** Given task A **
In the Telus data center text, why would a delay in securing interconnects, grid approvals, or procurement matter? Answer in one to three sentences.
** Given task B **
How many Nvidia GPUs does the Telus data center text say the three sites will house once fully operational?
** Given task C **
What items does the Telus data center text say must be secured on time for the 150 MW by 2032 to be meaningful? List them all.

Telus will develop two new Vancouver data centres and expand its Kamloops facility for AI workloads, bringing total power demand to more than 150 MW by 2032. The largest site, a 400,000-square-foot downtown Vancouver facility, is slated to reach 100 MW and the company says the three sites will house more than 60,000 Nvidia GPUs once fully operational. The move supports Telus’s push into AI infrastructure and aligns with Ottawa’s new AI infrastructure program, though the company has not disclosed capex for the projects.

Analysis

This is less a telecom capex story than a state-backed compute-supply story. If Telus can secure federal support and off-take visibility, it effectively de-risks a long-duration asset build and turns idle balance-sheet capacity into a quasi-utility platform with embedded AI demand. The second-order winner is Nvidia’s ecosystem and power/cooling/infrastructure vendors, but the more important signal is that Canadian carriers are trying to re-rate from low-growth operators into scarce digital infrastructure owners. The competitive wrinkle is that Bell’s tenant-led model likely scales faster and with less technology execution risk, while Telus is taking more operating and technology-stack exposure. That creates a spread trade opportunity: Bell’s approach should have higher near-term capital efficiency, but Telus has more upside if it captures margin on GPU services rather than just rent. The market may be underestimating how much this shifts telecom valuation multiples from EBITDA compression optics to asset-duration and policy-option value. Key risks are not demand but execution and power. 150 MW by 2032 is meaningful only if interconnects, grid approvals, and procurement are secured on time; any slippage pushes cash conversion out by years, which matters in a higher-rate environment. There is also policy risk: if federal support arrives with local-content or Indigenous participation conditions that add cost or delay, the headline growth narrative can quickly become a low-return regulated utility project. The contrarian view is that the AI infrastructure premium may already be partially priced into telecoms, while the real upside is in the beneficiaries of capacity leasing and GPU deployment, not the carrier owners. If government support is real, the winners could include power infrastructure, cooling, and select semiconductor exposure more than BCE/Telus themselves. The move is therefore bullish but likely over-owned at the equity level unless the next catalyst is a signed financing/off-take package rather than another conceptual expansion plan.

** Data rows **

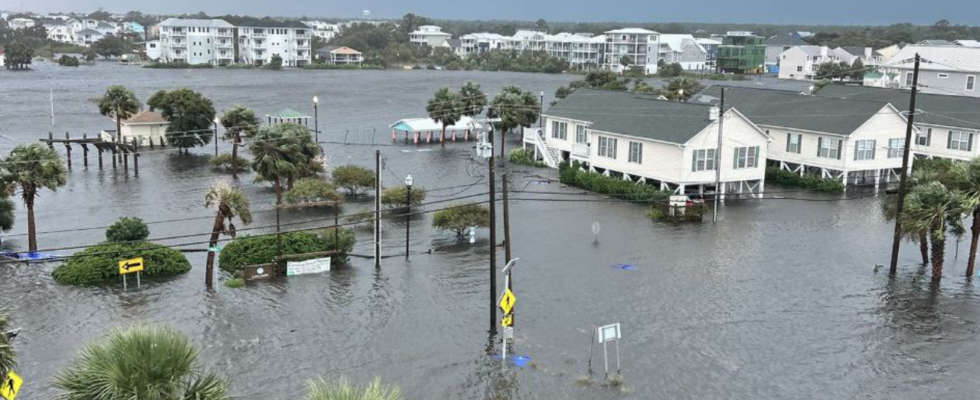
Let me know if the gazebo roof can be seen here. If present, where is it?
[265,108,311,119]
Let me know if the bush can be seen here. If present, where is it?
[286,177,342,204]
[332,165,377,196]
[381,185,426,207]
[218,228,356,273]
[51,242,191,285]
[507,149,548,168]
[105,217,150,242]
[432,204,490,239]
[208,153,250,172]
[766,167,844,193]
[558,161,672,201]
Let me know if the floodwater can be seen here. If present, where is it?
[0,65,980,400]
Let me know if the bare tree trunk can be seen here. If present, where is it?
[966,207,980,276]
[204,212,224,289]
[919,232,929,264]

* * *

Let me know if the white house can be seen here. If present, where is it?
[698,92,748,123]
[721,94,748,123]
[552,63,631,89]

** Task result A **
The 150 MW target for 2032 is meaningful only if these are secured on time. Any slippage would push cash conversion out by years, which matters in a higher-rate environment.

** Task result B **
More than 60,000.

** Task result C **
- Interconnects
- Grid approvals
- Procurement